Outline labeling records
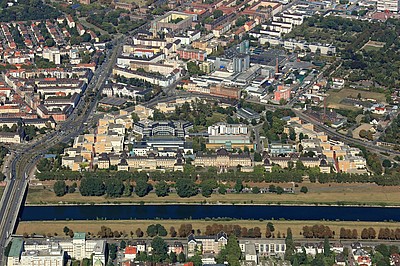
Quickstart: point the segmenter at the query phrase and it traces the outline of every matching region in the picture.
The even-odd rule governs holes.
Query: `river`
[[[25,206],[22,221],[130,219],[286,219],[400,221],[396,207],[261,205],[75,205]]]

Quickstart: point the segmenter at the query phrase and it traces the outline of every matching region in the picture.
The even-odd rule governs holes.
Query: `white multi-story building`
[[[7,266],[64,266],[66,255],[77,260],[93,257],[93,266],[105,265],[106,241],[86,240],[85,233],[75,233],[72,241],[15,238]]]
[[[208,127],[208,134],[210,136],[247,135],[248,126],[244,124],[217,123]]]
[[[399,12],[400,1],[399,0],[378,0],[377,1],[378,11],[390,11],[397,13]]]

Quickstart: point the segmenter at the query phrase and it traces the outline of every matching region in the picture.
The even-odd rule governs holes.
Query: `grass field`
[[[175,227],[178,231],[179,227],[183,223],[190,223],[193,229],[200,229],[201,232],[205,232],[207,225],[217,224],[238,224],[241,227],[253,228],[260,227],[262,235],[265,236],[265,228],[268,221],[258,220],[235,220],[235,221],[205,221],[205,220],[123,220],[123,221],[46,221],[46,222],[20,222],[17,229],[17,234],[39,234],[39,235],[55,235],[64,236],[63,229],[65,226],[72,229],[74,232],[90,232],[97,234],[100,231],[100,227],[105,225],[111,228],[112,231],[123,232],[130,236],[130,232],[135,232],[137,228],[140,228],[143,232],[146,232],[147,227],[150,224],[159,223],[165,227],[169,232],[171,226]],[[329,226],[332,231],[335,231],[335,238],[339,237],[340,228],[346,229],[357,229],[358,234],[361,235],[363,228],[373,227],[376,232],[379,232],[380,228],[396,229],[400,227],[400,223],[390,222],[341,222],[341,221],[271,221],[275,227],[275,235],[280,232],[281,234],[286,233],[288,227],[292,229],[293,236],[301,238],[300,232],[302,232],[303,226],[313,226],[315,224],[323,224]]]
[[[329,96],[327,97],[326,102],[328,104],[328,107],[330,108],[336,108],[336,109],[343,108],[343,109],[353,110],[354,106],[346,105],[341,102],[343,99],[348,97],[357,98],[359,93],[361,94],[362,98],[375,99],[378,102],[386,102],[386,97],[383,93],[355,90],[349,88],[344,88],[339,91],[329,91]]]
[[[50,183],[46,183],[50,184]],[[249,184],[254,186],[255,184]],[[268,187],[269,184],[257,184]],[[291,184],[277,184],[290,187]],[[307,194],[213,194],[209,198],[197,195],[191,198],[180,198],[176,194],[167,197],[157,197],[150,193],[145,197],[133,195],[131,197],[82,197],[79,193],[66,194],[57,197],[43,186],[30,187],[27,204],[84,204],[84,203],[214,203],[214,204],[348,204],[348,205],[400,205],[400,187],[380,187],[375,184],[300,184],[308,187]],[[45,185],[52,187],[51,185]],[[297,191],[300,190],[297,188]],[[373,192],[373,193],[372,193]]]
[[[384,42],[376,42],[376,41],[368,41],[361,49],[369,52],[369,51],[377,51],[382,49],[386,43]]]

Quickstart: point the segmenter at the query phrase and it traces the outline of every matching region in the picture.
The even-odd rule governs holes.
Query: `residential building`
[[[283,85],[279,85],[274,92],[274,101],[280,102],[281,100],[287,101],[291,96],[291,88]]]
[[[226,149],[219,149],[215,154],[203,154],[198,152],[193,165],[201,167],[218,167],[221,169],[237,167],[251,167],[252,161],[249,154],[231,154]]]
[[[376,8],[381,12],[393,12],[398,13],[400,8],[399,0],[378,0],[376,2]]]
[[[192,257],[196,251],[201,250],[203,254],[218,254],[228,243],[228,236],[221,231],[216,236],[188,236],[188,256]]]
[[[163,30],[172,32],[186,30],[192,26],[192,22],[196,19],[196,15],[193,14],[171,11],[153,20],[151,22],[150,32],[156,36],[158,32],[162,32]]]
[[[175,136],[187,137],[193,124],[186,121],[140,121],[134,124],[133,131],[143,137]]]

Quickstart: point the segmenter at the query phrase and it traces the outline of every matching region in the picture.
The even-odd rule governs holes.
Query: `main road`
[[[114,40],[112,53],[107,54],[105,62],[96,70],[87,90],[93,91],[93,98],[84,101],[89,97],[86,93],[79,102],[74,113],[64,122],[57,131],[30,143],[24,148],[15,150],[15,156],[10,165],[10,178],[4,190],[0,206],[0,264],[5,265],[4,249],[9,241],[9,236],[14,232],[18,213],[28,186],[29,176],[32,174],[36,162],[53,145],[61,142],[68,142],[81,134],[89,127],[93,112],[97,105],[98,95],[104,87],[105,81],[110,76],[112,68],[116,63],[117,56],[121,52],[123,37]]]

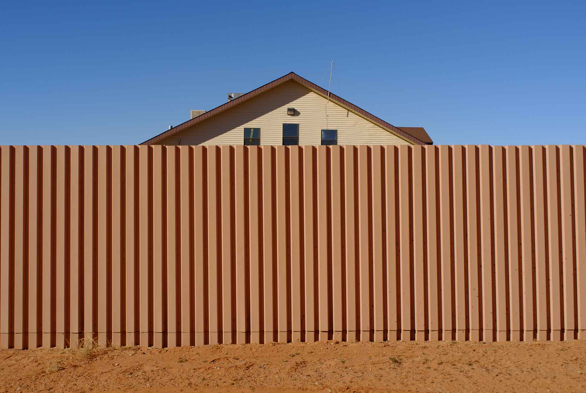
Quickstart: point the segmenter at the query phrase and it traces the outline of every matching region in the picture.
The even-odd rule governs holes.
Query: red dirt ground
[[[586,391],[586,341],[0,351],[0,391]]]

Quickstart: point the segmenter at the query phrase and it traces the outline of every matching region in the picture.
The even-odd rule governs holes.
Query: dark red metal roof
[[[232,108],[233,107],[234,107],[238,105],[239,104],[240,104],[241,102],[244,102],[247,100],[249,100],[254,97],[256,97],[257,95],[258,95],[259,94],[264,93],[267,90],[271,89],[273,87],[275,87],[279,86],[280,84],[284,83],[285,82],[287,82],[289,80],[294,80],[303,85],[304,86],[305,86],[308,88],[314,90],[321,94],[322,95],[325,95],[325,96],[328,95],[328,91],[326,90],[325,89],[320,87],[319,86],[314,83],[310,82],[305,78],[300,77],[299,76],[297,75],[294,72],[290,72],[287,75],[281,77],[278,79],[275,79],[272,82],[270,82],[265,85],[261,86],[258,88],[255,89],[252,91],[249,91],[248,93],[246,93],[243,95],[241,95],[240,97],[237,98],[234,98],[231,101],[229,101],[227,102],[225,102],[224,104],[220,105],[219,107],[216,107],[211,111],[209,111],[207,112],[206,112],[205,114],[202,115],[200,115],[197,117],[194,117],[193,119],[188,120],[185,122],[182,123],[181,124],[179,124],[179,125],[175,127],[171,128],[171,129],[165,131],[164,132],[161,132],[156,136],[154,136],[151,138],[150,139],[143,142],[141,144],[152,145],[153,143],[156,143],[161,139],[163,139],[165,138],[167,138],[168,136],[171,136],[171,135],[177,134],[178,132],[180,132],[195,124],[197,124],[197,123],[201,121],[208,119],[212,117],[212,116],[217,115],[221,112],[223,112],[224,111],[229,109],[230,108]],[[330,97],[330,100],[331,100],[333,102],[336,102],[339,105],[341,105],[343,107],[346,107],[352,112],[354,112],[367,119],[369,119],[374,123],[376,123],[377,124],[379,124],[379,125],[385,128],[387,128],[391,130],[395,134],[402,136],[403,138],[406,139],[411,141],[414,143],[416,143],[417,145],[428,144],[427,143],[426,143],[425,141],[423,141],[420,139],[419,138],[417,138],[411,135],[411,134],[406,132],[403,129],[401,129],[400,128],[398,128],[393,125],[392,124],[390,124],[390,123],[387,123],[382,119],[380,119],[377,117],[376,116],[374,116],[372,114],[369,113],[366,111],[364,110],[363,109],[362,109],[362,108],[357,107],[352,102],[347,101],[343,98],[342,98],[341,97],[336,95],[333,93],[330,93],[329,97]],[[428,138],[429,137],[428,136]],[[431,141],[431,139],[430,140]]]

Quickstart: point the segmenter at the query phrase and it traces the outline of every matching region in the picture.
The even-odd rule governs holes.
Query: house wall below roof
[[[295,115],[287,115],[287,108]],[[327,114],[327,117],[326,117]],[[299,145],[319,145],[338,129],[339,145],[411,145],[379,125],[289,81],[158,142],[158,145],[242,145],[245,127],[260,128],[261,145],[281,145],[283,123],[299,124]]]

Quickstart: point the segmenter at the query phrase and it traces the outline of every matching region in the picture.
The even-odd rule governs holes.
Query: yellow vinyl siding
[[[295,108],[295,116],[287,114],[288,107]],[[325,128],[338,130],[339,145],[411,144],[293,81],[157,143],[242,145],[244,127],[257,127],[260,128],[261,145],[281,145],[283,123],[299,124],[299,145],[321,144]]]

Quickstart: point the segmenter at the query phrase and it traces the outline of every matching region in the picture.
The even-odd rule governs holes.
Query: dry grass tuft
[[[101,355],[119,348],[120,346],[118,345],[114,345],[111,343],[109,345],[105,345],[100,344],[95,339],[85,338],[79,340],[77,351],[82,359],[91,361]]]

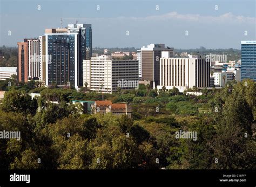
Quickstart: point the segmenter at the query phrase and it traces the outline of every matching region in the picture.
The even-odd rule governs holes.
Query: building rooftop
[[[109,100],[105,101],[95,101],[95,105],[96,106],[109,106],[112,105],[112,101]]]
[[[125,109],[126,104],[125,103],[114,103],[110,105],[112,109]]]
[[[16,72],[17,67],[0,67],[0,72]]]

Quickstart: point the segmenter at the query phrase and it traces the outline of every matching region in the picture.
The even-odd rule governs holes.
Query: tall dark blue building
[[[46,85],[83,86],[83,60],[92,53],[91,24],[45,30]]]
[[[256,81],[256,41],[241,41],[241,78]]]
[[[78,33],[79,86],[83,86],[83,60],[90,60],[92,54],[92,25],[68,24],[70,32]]]

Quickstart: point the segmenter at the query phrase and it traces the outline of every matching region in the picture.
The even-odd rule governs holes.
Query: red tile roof
[[[95,101],[95,105],[98,106],[109,106],[111,105],[112,105],[112,101]]]

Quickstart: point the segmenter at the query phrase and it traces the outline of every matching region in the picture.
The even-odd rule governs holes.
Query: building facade
[[[241,41],[241,78],[256,81],[256,40]]]
[[[83,60],[92,55],[91,24],[45,30],[46,85],[83,86]]]
[[[173,56],[173,48],[165,47],[163,44],[151,44],[140,49],[142,80],[150,81],[153,88],[160,84],[159,61],[162,51],[169,52],[170,57]]]
[[[137,51],[137,59],[139,62],[139,80],[142,79],[142,51]]]
[[[78,37],[68,30],[45,30],[46,85],[78,87]]]
[[[17,67],[0,67],[0,80],[10,79],[12,75],[17,75]]]
[[[214,72],[213,77],[214,78],[214,86],[215,87],[224,87],[228,81],[234,79],[234,72],[232,71]]]
[[[136,89],[138,87],[138,61],[112,60],[101,56],[83,61],[83,85],[101,93],[112,93],[118,88]]]
[[[27,82],[29,78],[28,43],[18,42],[18,80]]]
[[[90,60],[92,56],[92,25],[75,24],[68,25],[68,31],[78,33],[78,86],[83,86],[83,60]]]
[[[187,88],[207,87],[210,85],[210,62],[204,58],[161,58],[160,85],[166,89],[175,87],[180,92]]]
[[[92,111],[94,114],[99,113],[106,114],[109,112],[113,115],[120,116],[126,115],[131,117],[132,108],[130,105],[127,103],[112,103],[111,101],[95,101],[92,105]]]
[[[45,36],[40,36],[39,41],[39,62],[40,62],[40,80],[46,79],[46,61],[45,61]]]

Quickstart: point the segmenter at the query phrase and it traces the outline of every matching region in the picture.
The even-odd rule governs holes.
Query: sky
[[[256,40],[256,0],[0,0],[0,46],[92,24],[93,47],[240,49]]]

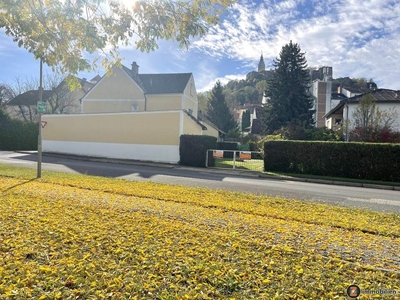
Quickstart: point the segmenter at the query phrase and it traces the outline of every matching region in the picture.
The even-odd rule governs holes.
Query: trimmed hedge
[[[267,141],[264,169],[400,182],[400,144]]]
[[[217,147],[217,138],[208,135],[181,135],[179,144],[180,164],[206,167],[208,149]]]
[[[0,150],[37,150],[38,123],[12,119],[0,109]]]
[[[238,143],[235,142],[218,142],[217,150],[238,150]],[[224,158],[233,158],[233,152],[224,152]]]

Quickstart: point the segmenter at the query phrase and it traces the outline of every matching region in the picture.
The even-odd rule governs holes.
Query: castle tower
[[[264,63],[264,58],[261,53],[260,62],[258,63],[258,72],[262,72],[262,71],[265,71],[265,63]]]

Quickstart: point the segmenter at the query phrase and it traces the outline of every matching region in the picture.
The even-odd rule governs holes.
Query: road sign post
[[[40,58],[40,86],[39,86],[39,101],[37,103],[37,108],[39,112],[37,178],[41,178],[42,177],[42,112],[46,112],[46,103],[43,102],[43,59],[42,58]]]

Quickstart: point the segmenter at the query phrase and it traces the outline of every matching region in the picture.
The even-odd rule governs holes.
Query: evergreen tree
[[[300,46],[290,41],[274,61],[274,79],[268,91],[270,100],[262,114],[267,133],[289,124],[304,128],[314,125],[313,99],[308,92],[310,74],[304,53],[300,51]]]
[[[237,123],[226,104],[220,81],[217,81],[211,90],[209,101],[207,103],[207,117],[219,129],[226,133],[230,130],[237,130]]]
[[[245,131],[248,127],[250,127],[250,110],[246,110],[242,114],[242,131]]]

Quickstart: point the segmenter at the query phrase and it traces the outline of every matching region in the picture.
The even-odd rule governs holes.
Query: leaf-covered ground
[[[0,166],[0,299],[345,299],[400,290],[400,217]],[[398,295],[363,295],[396,299]]]

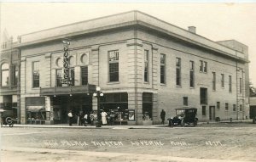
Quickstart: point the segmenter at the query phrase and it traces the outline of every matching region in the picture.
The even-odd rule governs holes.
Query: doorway
[[[209,108],[209,120],[215,120],[215,106],[210,106]]]

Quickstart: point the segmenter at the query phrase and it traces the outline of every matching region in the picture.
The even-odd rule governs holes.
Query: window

- Problem details: Count the lines in the material above that contain the word "dark", and reply with only that number.

- Answer to this exercise: 2